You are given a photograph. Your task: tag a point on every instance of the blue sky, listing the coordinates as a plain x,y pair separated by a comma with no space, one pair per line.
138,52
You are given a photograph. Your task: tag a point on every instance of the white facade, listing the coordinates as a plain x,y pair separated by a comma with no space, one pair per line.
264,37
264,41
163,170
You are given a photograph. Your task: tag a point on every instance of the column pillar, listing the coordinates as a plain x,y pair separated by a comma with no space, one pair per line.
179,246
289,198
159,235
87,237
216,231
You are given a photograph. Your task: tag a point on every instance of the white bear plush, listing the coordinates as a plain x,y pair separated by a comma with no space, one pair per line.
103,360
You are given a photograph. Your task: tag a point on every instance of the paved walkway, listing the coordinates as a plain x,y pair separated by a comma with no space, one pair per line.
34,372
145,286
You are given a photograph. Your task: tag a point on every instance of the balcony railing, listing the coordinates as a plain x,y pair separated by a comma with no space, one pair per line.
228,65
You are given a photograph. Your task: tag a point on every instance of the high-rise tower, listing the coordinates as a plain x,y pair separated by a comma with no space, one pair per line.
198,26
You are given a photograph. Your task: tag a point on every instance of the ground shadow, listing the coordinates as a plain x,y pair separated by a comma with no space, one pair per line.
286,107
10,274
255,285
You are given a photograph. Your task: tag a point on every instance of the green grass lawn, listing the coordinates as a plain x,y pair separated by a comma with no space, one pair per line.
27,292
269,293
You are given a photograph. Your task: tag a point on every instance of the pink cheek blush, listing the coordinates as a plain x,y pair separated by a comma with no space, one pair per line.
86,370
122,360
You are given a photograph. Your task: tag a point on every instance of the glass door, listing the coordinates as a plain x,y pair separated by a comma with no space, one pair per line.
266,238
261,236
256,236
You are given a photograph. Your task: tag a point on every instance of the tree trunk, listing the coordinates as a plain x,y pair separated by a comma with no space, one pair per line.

....

● **GIVEN TASK**: Reproduce the stretch from the line containing "of the pink" through the end of the listing, with the request lines unchanged and every coordinate in the answers scaled by 0.65 and rounded to whole numbers, halves up. Return only those lines.

● **WRITTEN ANSWER**:
You are given a photograph. Your task: tag a point on every instance of the pink cheek blush, listing the coordinates as a plain x,y pair separated by a comma with no space, one pair per line.
56,241
79,234
You are given a photograph. Your task: tag a point on every instance of the glass door, listing the coordinates as a plain x,y pair separated by a comma with no space, one pair per line.
173,155
170,153
166,153
You are given a photograph. Your task: tag a point on every instance of the tree trunk, listing the coordinates as a plain x,y pair separated by a comma with no space, one pair per line.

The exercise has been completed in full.